Collect every line of the listing that contains the word "stool".

(Entries from an annotation dataset)
==================================================

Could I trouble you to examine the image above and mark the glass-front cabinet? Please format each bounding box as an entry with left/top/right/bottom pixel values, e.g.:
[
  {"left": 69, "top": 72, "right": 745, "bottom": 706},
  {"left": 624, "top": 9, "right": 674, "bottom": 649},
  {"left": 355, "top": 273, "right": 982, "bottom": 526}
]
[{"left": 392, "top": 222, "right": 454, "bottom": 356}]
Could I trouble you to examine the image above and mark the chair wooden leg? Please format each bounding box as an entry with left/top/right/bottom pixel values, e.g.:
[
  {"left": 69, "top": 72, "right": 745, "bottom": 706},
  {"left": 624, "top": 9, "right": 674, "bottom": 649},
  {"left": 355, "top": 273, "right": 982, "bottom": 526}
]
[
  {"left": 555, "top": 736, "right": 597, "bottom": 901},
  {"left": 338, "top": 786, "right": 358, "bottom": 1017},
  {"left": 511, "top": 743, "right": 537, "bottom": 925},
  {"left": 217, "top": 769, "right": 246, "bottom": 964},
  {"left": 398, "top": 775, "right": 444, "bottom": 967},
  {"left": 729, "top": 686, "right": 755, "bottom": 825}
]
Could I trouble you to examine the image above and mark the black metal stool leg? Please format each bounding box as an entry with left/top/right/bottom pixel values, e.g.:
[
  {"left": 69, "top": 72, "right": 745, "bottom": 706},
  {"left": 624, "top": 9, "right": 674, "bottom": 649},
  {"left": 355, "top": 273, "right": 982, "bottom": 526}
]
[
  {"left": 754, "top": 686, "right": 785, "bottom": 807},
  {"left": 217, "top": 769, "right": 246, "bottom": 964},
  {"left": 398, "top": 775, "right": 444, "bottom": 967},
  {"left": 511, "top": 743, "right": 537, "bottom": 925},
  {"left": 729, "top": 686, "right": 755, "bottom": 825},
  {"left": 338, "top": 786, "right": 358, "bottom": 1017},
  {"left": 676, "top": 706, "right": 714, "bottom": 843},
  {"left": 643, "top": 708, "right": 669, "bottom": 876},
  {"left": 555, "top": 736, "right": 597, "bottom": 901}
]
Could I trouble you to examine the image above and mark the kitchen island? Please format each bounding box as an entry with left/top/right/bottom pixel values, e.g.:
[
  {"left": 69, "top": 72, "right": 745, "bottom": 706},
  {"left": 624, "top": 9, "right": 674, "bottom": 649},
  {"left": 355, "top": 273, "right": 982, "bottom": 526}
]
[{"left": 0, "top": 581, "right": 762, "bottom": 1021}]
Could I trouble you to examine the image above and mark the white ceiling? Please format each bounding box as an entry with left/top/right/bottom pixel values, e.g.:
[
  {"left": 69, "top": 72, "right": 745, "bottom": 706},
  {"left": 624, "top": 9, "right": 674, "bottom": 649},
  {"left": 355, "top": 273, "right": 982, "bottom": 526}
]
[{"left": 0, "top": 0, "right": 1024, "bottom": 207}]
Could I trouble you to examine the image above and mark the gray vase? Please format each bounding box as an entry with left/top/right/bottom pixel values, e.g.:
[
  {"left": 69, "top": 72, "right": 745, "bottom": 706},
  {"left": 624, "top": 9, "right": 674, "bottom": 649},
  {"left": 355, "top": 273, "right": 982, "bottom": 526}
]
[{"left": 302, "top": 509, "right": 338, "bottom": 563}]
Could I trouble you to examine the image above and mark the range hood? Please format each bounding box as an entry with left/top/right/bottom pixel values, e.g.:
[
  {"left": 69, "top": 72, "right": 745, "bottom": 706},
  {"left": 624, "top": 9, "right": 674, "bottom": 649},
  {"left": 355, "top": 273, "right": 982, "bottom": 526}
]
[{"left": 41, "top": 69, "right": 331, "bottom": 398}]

==================================================

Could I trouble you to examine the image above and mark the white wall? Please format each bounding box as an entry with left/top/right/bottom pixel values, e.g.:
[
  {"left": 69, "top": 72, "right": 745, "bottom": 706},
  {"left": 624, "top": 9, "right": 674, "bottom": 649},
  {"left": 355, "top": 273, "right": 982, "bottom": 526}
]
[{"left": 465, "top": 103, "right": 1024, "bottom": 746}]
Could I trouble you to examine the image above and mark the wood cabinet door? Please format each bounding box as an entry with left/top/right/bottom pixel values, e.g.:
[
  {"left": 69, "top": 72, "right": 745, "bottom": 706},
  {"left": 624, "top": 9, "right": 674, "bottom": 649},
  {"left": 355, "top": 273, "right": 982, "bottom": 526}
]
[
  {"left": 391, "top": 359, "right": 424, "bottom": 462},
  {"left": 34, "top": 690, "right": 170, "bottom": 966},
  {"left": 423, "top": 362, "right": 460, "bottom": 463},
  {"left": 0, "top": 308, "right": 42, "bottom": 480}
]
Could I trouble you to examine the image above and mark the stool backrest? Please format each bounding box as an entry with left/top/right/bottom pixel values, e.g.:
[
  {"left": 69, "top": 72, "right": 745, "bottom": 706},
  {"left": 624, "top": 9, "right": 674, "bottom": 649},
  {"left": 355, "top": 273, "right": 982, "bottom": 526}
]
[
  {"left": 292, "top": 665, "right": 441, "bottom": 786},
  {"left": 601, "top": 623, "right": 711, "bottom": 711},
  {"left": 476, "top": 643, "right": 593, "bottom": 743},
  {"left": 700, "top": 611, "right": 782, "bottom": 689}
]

==================================================

**WRITTEN SOLUTION**
Could I trouble you to examine the image above and mark the black metal stool leg? Please format each bounding box as an entry with left/top/right/bottom pixel values, e.g.:
Could I trouble you to examine the image above and mark the stool backrest? Please format each bounding box as an entry with left/top/right/bottom pixel values, e.g.:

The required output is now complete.